• _Material provided_:
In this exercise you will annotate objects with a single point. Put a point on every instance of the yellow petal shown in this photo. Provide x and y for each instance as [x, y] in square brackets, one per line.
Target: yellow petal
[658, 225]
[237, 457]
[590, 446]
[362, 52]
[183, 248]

• _Directions for this task_: Put every line of the data above into a numbered list, leaving out any blank lines.

• _Right answer_:
1. In this exercise you will annotate objects with a single point. Put a point on every instance of the yellow petal shown in this photo. Provide x and y for each instance as [x, y] in square brackets, one per line.
2. Target: yellow petal
3. [658, 225]
4. [237, 457]
5. [590, 446]
6. [362, 52]
7. [183, 248]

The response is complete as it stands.